◆ Brano da leggere
Livorno: gli altri piatti della tradizione

Il mare di Livorno è generoso e offre tesori ineguagliabili. Il Cacciucco ne è l’emblema ma non è il solo a raccontare una tradizione culinaria. Le Triglie alla Livornese, più saporite perché di scoglio, le Seppie in Zimino, il Baccalà e lo stoccafisso alla Livornese, i totani e le seppie ripiene, gli Zerri “sotto il Pesto”, gli Spaghetti sulle Zighe, le Arselle, le Cozze al tramonto, sono “must” per ogni visitatore. E per chi non ama particolarmente il pesce, non mancano le ricette di terra, spesso realizzate con poco o con gli avanzi del giorno prima. Ne sono esempi il “bordatino”, una squisita minestra a base di polenta e cavolo nero cotta in un brodo di fagioli; “l’Inno di Garibaldi” e la Francesina, due diversi piatti che condividono l’ingrediente principale, il lesso avanzato; il Pollo in galantina, il Cavolo “Strasci’ato”, così chiamato perché durante la cottura viene strusciato nella padella in modo che diventi una crema molto grossolana; la Minestra “sulla Palla”, dove la sefra indica il cavolfiore. Solo alcune delle tante altre specialità da gustare nei ristoranti e nelle osterie della città.

◆ Compito assegnato a
Indica se ciascuna affermazione concorda con il brano sui piatti tradizionali di Livorno, rispondendo sì o no e citando alla lettera le parole del brano che lo stabiliscono: (i) il bordatino è una minestra di polenta e cavolo nero cotta in un brodo di fagioli; (ii) l'Inno di Garibaldi e la Francesina hanno il pesce come ingrediente principale; (iii) nella Minestra "sulla Palla" la sefra indica il cavolo nero.

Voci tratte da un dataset

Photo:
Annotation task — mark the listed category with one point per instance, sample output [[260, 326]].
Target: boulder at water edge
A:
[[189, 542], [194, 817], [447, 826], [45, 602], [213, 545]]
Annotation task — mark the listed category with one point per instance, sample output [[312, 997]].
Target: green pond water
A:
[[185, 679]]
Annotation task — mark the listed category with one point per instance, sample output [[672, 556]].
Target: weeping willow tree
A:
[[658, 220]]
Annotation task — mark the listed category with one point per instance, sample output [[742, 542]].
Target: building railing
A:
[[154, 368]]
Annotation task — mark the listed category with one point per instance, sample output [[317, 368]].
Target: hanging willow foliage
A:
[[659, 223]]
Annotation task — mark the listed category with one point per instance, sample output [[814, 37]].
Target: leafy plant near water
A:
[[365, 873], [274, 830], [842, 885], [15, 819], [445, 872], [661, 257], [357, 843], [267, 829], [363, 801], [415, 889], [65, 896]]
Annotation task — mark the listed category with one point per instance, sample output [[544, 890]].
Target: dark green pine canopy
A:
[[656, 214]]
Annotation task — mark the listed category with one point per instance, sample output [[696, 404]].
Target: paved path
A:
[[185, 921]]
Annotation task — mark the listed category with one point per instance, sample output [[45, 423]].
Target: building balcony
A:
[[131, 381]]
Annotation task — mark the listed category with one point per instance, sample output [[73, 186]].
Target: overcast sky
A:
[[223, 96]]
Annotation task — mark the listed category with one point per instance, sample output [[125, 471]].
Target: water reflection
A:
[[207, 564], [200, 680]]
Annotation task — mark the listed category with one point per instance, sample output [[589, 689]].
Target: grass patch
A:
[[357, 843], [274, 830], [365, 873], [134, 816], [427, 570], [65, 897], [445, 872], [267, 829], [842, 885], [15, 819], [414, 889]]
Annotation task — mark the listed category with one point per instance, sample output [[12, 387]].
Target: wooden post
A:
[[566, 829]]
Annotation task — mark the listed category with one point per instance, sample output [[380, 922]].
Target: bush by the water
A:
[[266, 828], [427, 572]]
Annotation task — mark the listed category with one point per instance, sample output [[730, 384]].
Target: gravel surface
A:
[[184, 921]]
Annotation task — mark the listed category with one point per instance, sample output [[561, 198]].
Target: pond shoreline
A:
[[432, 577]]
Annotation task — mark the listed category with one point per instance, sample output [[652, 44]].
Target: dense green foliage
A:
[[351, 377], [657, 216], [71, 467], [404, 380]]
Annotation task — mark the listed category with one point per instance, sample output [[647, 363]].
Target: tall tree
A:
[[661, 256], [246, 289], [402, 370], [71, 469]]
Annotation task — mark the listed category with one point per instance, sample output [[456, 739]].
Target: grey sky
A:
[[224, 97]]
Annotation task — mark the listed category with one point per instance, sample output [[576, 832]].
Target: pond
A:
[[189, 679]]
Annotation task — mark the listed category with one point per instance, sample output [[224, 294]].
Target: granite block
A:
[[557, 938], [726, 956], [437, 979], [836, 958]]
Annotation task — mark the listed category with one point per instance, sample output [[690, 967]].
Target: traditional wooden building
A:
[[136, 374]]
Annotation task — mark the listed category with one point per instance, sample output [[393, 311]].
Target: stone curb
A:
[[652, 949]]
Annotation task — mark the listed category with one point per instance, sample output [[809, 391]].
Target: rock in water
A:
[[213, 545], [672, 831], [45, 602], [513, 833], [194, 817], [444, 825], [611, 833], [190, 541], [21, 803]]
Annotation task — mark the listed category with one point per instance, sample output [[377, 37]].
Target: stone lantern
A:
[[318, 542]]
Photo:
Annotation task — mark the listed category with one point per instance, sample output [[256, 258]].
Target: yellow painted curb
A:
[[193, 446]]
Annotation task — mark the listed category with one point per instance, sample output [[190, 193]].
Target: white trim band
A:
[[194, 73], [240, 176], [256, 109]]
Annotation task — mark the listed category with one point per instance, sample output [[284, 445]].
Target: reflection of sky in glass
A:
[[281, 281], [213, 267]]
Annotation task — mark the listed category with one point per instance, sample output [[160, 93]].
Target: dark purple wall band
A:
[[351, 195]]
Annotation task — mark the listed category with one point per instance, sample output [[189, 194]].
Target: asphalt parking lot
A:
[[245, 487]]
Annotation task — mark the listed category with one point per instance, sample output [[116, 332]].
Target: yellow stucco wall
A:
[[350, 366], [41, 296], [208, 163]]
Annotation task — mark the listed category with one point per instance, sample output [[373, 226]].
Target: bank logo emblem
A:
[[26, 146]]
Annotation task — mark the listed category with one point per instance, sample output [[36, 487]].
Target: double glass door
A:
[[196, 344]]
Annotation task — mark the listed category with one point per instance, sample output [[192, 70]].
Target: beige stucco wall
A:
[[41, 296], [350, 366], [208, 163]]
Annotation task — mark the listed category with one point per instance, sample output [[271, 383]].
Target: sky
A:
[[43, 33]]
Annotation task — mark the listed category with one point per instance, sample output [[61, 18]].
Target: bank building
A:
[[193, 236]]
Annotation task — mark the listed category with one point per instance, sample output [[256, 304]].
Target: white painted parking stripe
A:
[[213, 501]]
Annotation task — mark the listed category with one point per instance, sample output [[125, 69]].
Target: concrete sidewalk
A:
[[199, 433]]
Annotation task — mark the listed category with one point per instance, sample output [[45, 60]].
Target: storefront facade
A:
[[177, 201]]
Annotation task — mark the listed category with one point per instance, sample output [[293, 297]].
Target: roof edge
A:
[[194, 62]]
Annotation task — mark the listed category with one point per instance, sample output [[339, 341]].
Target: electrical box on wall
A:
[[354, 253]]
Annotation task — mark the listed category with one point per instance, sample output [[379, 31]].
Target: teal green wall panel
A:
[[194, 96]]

◆ Compito assegnato b
Riporta senza alcuna modifica, fra le voci, le righe comprese tra quella che contiene "output [[256, 304]]." e quella che contiene "[[199, 433]]", entrambe incluse.

◆ Risposta scritta a
(i) Sì: «una squisita minestra a base di polenta e cavolo nero cotta in un brodo di fagioli».
(ii) No: «condividono l’ingrediente principale, il lesso avanzato».
(iii) No: «la sefra indica il cavolfiore».

◆ Risposta scritta b
Annotation task — mark the listed category with one point per instance, sample output [[256, 304]].
Target: white painted parking stripe
A:
[[213, 501]]
Annotation task — mark the listed category with one point per instance, sample output [[125, 69]].
Target: concrete sidewalk
A:
[[199, 433]]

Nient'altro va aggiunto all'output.